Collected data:
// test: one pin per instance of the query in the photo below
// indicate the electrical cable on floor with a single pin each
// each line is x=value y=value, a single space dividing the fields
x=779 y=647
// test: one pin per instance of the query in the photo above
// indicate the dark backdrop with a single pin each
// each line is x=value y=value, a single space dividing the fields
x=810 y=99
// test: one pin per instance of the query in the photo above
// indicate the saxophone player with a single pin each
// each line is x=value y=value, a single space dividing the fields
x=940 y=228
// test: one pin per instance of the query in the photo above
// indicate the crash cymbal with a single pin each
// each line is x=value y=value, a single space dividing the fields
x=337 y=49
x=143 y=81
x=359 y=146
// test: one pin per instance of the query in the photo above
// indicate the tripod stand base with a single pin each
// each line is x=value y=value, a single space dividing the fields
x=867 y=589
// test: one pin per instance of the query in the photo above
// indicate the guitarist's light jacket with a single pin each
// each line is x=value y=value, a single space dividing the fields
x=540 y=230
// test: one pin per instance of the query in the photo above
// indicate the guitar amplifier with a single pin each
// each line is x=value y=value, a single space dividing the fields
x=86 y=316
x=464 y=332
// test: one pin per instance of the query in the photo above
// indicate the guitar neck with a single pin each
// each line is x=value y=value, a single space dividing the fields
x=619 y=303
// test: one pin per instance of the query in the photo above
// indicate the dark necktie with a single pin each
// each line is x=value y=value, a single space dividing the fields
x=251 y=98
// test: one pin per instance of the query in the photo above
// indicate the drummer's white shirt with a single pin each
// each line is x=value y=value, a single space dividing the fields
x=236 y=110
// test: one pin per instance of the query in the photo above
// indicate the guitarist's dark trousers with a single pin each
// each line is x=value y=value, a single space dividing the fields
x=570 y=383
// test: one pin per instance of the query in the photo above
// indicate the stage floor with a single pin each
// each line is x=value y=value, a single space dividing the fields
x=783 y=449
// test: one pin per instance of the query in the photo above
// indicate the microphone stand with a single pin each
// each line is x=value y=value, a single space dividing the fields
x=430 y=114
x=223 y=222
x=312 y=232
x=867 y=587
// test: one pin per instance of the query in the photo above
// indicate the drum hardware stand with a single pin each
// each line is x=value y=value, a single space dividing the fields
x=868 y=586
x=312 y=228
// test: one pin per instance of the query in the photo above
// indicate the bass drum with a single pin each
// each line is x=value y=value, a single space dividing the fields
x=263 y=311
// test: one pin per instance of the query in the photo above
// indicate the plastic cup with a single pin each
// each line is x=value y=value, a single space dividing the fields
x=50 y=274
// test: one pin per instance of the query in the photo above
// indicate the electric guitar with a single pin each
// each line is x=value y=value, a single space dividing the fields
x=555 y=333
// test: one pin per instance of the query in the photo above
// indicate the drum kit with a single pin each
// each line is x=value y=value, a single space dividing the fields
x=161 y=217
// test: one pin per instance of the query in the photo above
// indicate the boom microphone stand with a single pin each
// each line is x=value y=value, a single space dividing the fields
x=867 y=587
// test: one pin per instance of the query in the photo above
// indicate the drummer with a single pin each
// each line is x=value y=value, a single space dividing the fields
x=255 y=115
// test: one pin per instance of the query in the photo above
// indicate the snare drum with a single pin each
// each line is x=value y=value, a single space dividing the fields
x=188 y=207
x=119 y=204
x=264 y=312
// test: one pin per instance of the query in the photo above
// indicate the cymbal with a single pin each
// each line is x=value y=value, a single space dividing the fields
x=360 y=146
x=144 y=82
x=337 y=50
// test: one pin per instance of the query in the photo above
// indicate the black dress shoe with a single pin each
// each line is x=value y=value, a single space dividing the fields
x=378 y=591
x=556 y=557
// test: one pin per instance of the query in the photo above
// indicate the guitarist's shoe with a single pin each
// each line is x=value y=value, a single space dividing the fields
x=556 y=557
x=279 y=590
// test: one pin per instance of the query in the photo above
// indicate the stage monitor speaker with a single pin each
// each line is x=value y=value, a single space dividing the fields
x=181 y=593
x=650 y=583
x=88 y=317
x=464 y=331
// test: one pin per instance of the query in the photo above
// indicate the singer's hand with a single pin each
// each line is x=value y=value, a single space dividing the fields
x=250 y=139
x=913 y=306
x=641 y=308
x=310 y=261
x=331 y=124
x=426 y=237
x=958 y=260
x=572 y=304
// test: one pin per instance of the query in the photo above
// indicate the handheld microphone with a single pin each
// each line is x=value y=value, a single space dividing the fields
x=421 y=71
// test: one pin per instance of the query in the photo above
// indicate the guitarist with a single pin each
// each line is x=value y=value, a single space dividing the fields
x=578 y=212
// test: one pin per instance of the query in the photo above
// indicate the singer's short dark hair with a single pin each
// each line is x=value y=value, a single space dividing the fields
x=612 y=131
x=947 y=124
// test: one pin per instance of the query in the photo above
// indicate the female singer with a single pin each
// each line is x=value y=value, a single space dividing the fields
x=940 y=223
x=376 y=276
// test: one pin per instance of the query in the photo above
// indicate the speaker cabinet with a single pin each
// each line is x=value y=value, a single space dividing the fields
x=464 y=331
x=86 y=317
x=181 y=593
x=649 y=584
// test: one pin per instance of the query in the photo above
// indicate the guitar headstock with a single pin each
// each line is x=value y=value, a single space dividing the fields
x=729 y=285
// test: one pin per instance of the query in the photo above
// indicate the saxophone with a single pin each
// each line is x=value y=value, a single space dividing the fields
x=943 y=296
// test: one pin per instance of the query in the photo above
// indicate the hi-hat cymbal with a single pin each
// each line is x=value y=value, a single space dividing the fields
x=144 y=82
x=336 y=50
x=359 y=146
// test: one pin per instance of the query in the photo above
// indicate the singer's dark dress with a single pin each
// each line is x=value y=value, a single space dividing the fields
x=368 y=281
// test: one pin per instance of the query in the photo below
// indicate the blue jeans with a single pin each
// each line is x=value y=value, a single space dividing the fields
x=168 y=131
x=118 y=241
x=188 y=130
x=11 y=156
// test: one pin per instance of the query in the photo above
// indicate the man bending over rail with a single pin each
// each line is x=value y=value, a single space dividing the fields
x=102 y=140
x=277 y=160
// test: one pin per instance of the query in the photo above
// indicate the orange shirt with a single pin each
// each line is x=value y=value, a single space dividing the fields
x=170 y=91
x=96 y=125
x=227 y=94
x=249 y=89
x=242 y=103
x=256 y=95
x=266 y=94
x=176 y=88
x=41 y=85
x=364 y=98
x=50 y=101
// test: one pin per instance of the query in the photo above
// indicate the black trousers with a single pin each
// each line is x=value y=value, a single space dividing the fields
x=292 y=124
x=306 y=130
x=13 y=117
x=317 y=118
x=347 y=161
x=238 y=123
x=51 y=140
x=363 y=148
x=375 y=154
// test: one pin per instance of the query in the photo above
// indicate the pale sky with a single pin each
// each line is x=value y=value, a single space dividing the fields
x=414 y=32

- GOAL:
Turn every line of the listing above into a numbered list, one item per line, and leave out any blank lines.

- EXERCISE RESPONSE:
1. // test: one pin per instance of the query in the photo below
2. // indicate the electrical cable on floor with a single pin each
3. // each line is x=value y=value, a single space dividing the fields
4. x=779 y=647
5. // test: one pin per instance of the query in the photo above
6. // indicate the dark backdrop with a single pin each
7. // each line is x=value y=value, a single space dividing the fields
8. x=810 y=99
9. // test: one pin per instance of the query in the photo above
10. // indicate the saxophone player with a single pin each
11. // each line is x=value y=value, a single space dividing the fields
12. x=940 y=228
13. // test: one pin per instance of the query in the photo above
14. // indicate the crash cymbal with a single pin each
15. // each line is x=value y=value, a single space dividing the fields
16. x=337 y=49
17. x=143 y=81
18. x=359 y=146
19. // test: one pin per instance of the query in the photo above
20. // indicate the tripod stand base with a single pin each
21. // each line is x=value y=value, a single space dividing the fields
22. x=867 y=589
23. // test: one pin per instance of the query in the photo above
24. // indicate the guitarist's light jacket with a single pin each
25. // each line is x=value y=value, a single space dividing the fields
26. x=540 y=230
27. // test: one pin per instance of the query in the photo above
28. // indicate the guitar amplifier with a single pin each
29. // each line is x=value y=value, a single space dividing the fields
30. x=86 y=316
31. x=464 y=332
32. // test: one pin per instance of the query in the photo above
33. // indicate the guitar neck with a single pin each
34. // each line is x=value y=value, a single space dividing the fields
35. x=619 y=303
36. // test: one pin per instance of the query in the photo above
37. // indicate the dark necktie with a single pin each
38. // each line is x=value y=value, a single space dividing the fields
39. x=251 y=98
40. // test: one pin per instance of the query in the photo above
41. // indicate the drummer's white shirt with a single pin each
42. // each line is x=value y=value, a single space dividing the fields
43. x=236 y=110
44. // test: one pin per instance of the query in the photo above
45. // indicate the guitarist's dark trousers with a single pin each
46. // each line is x=value y=value, a single space dividing the fields
47. x=570 y=383
48. // test: one pin per instance of the query in the photo above
49. // indicate the stage floor with a single pin each
50. // each line is x=value y=value, a single space dividing the fields
51. x=783 y=449
52. // test: one pin per instance of the query in the photo above
53. // indicate the microphone stand with a single pin each
54. // each line is x=value y=value, a single space dividing the fields
55. x=430 y=114
56. x=223 y=222
57. x=312 y=232
58. x=867 y=587
59. // test: one pin per instance of the query in the photo above
60. // indicate the drum hardware stand with a single pin each
61. // each line is x=value y=value, a single space dividing the fields
62. x=868 y=586
63. x=312 y=228
64. // test: one pin per instance of the query in the photo above
65. // indicate the bass drum with a single pin each
66. // each line is x=value y=value, a single space dividing the fields
67. x=263 y=311
68. // test: one pin per instance of the query in the photo above
69. // indicate the plastic cup with a single pin each
70. // each line is x=value y=value, a single space dividing the fields
71. x=50 y=274
72. // test: one pin per instance of the query in the photo above
73. // indicate the electric guitar with a single pin each
74. // each line is x=value y=value, a single space dividing the fields
75. x=555 y=333
76. // test: one pin per instance of the query in the photo above
77. // indicate the drum kit with a single pin each
78. // each line is x=value y=value, a single space dividing the fields
79. x=161 y=217
80. // test: one pin per instance of the query in the photo above
81. // indicate the boom microphone stand with a single pin each
82. // each line is x=value y=value, a single space dividing the fields
83. x=867 y=587
84. // test: one pin per instance of the query in the photo above
85. // indicate the drummer with a single pin each
86. // each line is x=value y=value, a single space dividing the fields
87. x=255 y=115
88. // test: one pin per instance of the query in the photo above
89. // indicate the snare drum with a single pin each
90. // each line is x=value y=value, a single space dividing the fields
91. x=188 y=207
92. x=119 y=204
93. x=264 y=312
94. // test: one pin per instance of the query in the photo above
95. // indicate the cymbal with a single pin each
96. // each line is x=value y=value, a single space dividing the fields
97. x=360 y=146
98. x=144 y=82
99. x=337 y=50
100. // test: one pin per instance of the query in the photo above
101. // indicate the black dress shoe with a single pin each
102. // each line is x=value y=value, a single space dividing the fields
103. x=378 y=591
104. x=556 y=557
105. // test: one pin per instance of the query in the photo above
106. // indicate the guitarist's shoe with a single pin each
107. // each line is x=value y=value, a single space dividing the fields
108. x=556 y=557
109. x=279 y=590
110. // test: one pin per instance of the query in the photo above
111. // indicate the stage monitor speaker with a single pin each
112. // each line is x=value y=value, a single space dividing the fields
113. x=181 y=593
114. x=650 y=583
115. x=88 y=317
116. x=464 y=331
117. // test: one pin per instance of the query in the photo above
118. // indicate the singer's hand with a single pin each
119. // each line is x=value y=value, a single space dividing the fields
120. x=250 y=139
121. x=913 y=306
122. x=641 y=308
123. x=310 y=261
124. x=331 y=124
125. x=426 y=237
126. x=958 y=260
127. x=572 y=304
128. // test: one pin per instance of the query in the photo above
129. // indicate the handheld microphone with a single pin each
130. // each line is x=value y=value, a single space dividing the fields
131. x=421 y=71
132. // test: one pin per instance of the query in the photo above
133. // indicate the guitarist with a single pin each
134. // each line is x=value y=value, a single space dividing the fields
135. x=578 y=212
136. // test: one pin per instance of the query in the photo above
137. // indicate the singer's short dark hair with a single pin each
138. // each line is x=value y=value, a single space dividing the fields
139. x=612 y=131
140. x=947 y=124
141. // test: one pin per instance of the query in the photo above
142. // indicate the female singer with a single pin each
143. // each line is x=value y=value, a single space dividing the fields
144. x=940 y=223
145. x=376 y=276
146. // test: one pin per instance of the query in the photo above
147. // indicate the speaker cabinet with a single pin each
148. // each line is x=value y=value, a single space dividing the fields
149. x=464 y=331
150. x=86 y=317
151. x=181 y=593
152. x=649 y=584
153. // test: one pin per instance of the query in the photo above
154. // indicate the guitar headstock with a single pin each
155. // each line is x=value y=value, a single space dividing the fields
156. x=729 y=285
157. // test: one pin per instance of the query in the photo above
158. // indicate the saxophone with a single pin each
159. // each line is x=value y=value, a single space dividing the fields
160. x=943 y=296
161. // test: one pin per instance of the query in the photo above
162. // indicate the hi-hat cymbal with a single pin each
163. // each line is x=value y=value, a single space dividing the fields
164. x=144 y=82
165. x=336 y=50
166. x=359 y=146
167. // test: one pin per instance of the query in the photo above
168. // indicate the singer's dark dress with a single pin each
169. // each line is x=value y=value, a single space dividing the fields
170. x=368 y=281
171. // test: one pin per instance of the query in the photo below
172. // indicate the blue jeans with a single pin each
173. // each line is x=value y=value, a single space dividing the fields
174. x=168 y=131
175. x=118 y=241
176. x=188 y=130
177. x=11 y=156
178. // test: one pin per instance of the query in the photo above
179. // indicate the man bending over rail with a single pin each
180. // each line is x=value y=value, a single space dividing the fields
181. x=102 y=140
182. x=277 y=160
183. // test: one pin per instance of the query in the photo above
184. // indicate the orange shirt with a single pin each
185. // each line is x=value y=value, a single space dividing the fields
186. x=170 y=91
187. x=96 y=125
188. x=227 y=94
189. x=249 y=89
190. x=242 y=103
191. x=256 y=95
192. x=266 y=94
193. x=176 y=88
194. x=41 y=85
195. x=364 y=98
196. x=50 y=101
197. // test: one pin per instance of the query in the photo above
198. // indicate the black trousers with a single pin each
199. // each line is x=value y=value, a single space dividing the fields
200. x=292 y=124
201. x=306 y=130
202. x=13 y=117
203. x=317 y=118
204. x=347 y=161
205. x=238 y=123
206. x=51 y=140
207. x=363 y=148
208. x=375 y=154
209. // test: one pin per instance of the query in the photo above
210. // indicate the pale sky with a single pin each
211. // each line is x=value y=value, a single space dividing the fields
212. x=414 y=32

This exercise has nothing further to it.